## 依頼の内容 A
本文ではなく下に並ぶ行のうち、「the water surface」を含む行から最後の行までを、両端も含めて書き出してください。その際「river」を「stream」に置き換え、ほかは一切変えないでください。

## 本文
お経って分かりづらいと感じる人は多いと思います。
チンプンカンプンで訳がわからないから”ありがたい”と仰る方も居られるのですが、やはり、どういう内容が書いてあるかを概略でも知っておくことは大切なことだと思います。
曹洞宗のお経は、他の宗派に比べて、『修証義』『遺経』『参同契』『宝鏡三昧』など現代語訳にして読まれるものが多くあります。
それでも、例えば般若心経などは基本の経典である反面、漢文読みをしますから意味が取りづらいですね。
最近は、「超訳」と称して、お経をぐっと身近にしているものも見られるようになりました。
訳によって、表現は様々ですが、自分に一番「しっくり」来る訳を選んでもよいかもしれません。
般若心経「超訳」の事例を2つ挙げてみました。

## 作業の資料

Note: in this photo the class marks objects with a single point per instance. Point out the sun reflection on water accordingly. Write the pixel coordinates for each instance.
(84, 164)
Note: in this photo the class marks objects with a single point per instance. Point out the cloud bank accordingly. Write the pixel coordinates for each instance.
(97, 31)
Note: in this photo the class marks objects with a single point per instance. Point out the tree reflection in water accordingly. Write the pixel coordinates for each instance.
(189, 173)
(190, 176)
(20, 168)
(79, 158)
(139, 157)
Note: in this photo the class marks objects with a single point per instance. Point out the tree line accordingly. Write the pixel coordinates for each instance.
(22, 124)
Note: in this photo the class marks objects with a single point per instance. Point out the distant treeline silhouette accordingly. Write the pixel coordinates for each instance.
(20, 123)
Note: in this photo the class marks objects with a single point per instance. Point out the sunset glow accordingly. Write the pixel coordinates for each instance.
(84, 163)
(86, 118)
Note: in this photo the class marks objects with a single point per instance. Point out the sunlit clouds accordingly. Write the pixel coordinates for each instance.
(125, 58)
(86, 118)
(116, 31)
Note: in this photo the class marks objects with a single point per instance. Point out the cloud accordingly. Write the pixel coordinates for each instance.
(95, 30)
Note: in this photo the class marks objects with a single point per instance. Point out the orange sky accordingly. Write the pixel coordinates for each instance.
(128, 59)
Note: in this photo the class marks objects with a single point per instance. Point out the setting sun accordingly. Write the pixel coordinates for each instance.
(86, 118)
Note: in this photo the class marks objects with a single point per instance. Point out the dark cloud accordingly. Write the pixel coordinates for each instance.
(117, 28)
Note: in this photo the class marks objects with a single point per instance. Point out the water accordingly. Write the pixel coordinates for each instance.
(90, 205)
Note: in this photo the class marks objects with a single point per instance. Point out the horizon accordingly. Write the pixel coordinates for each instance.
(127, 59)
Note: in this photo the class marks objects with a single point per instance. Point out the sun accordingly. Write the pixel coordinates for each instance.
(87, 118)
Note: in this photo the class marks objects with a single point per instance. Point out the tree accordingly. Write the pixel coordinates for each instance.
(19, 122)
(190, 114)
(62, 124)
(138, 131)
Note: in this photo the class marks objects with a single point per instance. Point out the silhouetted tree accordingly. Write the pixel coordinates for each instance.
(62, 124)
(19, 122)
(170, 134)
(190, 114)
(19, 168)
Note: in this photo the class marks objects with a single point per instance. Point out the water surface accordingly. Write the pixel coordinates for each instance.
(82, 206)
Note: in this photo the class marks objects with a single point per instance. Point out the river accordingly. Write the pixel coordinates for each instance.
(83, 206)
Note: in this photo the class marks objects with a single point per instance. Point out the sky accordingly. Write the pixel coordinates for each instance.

## 依頼の内容 B
上にあるお経の訳についての本文を、一字一句たがえずにそのまま書き写してください。

## 回答の全文 A
Note: in this photo the class marks objects with a single point per instance. Point out the water surface accordingly. Write the pixel coordinates for each instance.
(82, 206)
Note: in this photo the class marks objects with a single point per instance. Point out the stream accordingly. Write the pixel coordinates for each instance.
(83, 206)
Note: in this photo the class marks objects with a single point per instance. Point out the sky accordingly. Write the pixel coordinates for each instance.

## 回答の全文 B
お経って分かりづらいと感じる人は多いと思います。
チンプンカンプンで訳がわからないから”ありがたい”と仰る方も居られるのですが、やはり、どういう内容が書いてあるかを概略でも知っておくことは大切なことだと思います。
曹洞宗のお経は、他の宗派に比べて、『修証義』『遺経』『参同契』『宝鏡三昧』など現代語訳にして読まれるものが多くあります。
それでも、例えば般若心経などは基本の経典である反面、漢文読みをしますから意味が取りづらいですね。
最近は、「超訳」と称して、お経をぐっと身近にしているものも見られるようになりました。
訳によって、表現は様々ですが、自分に一番「しっくり」来る訳を選んでもよいかもしれません。
般若心経「超訳」の事例を2つ挙げてみました。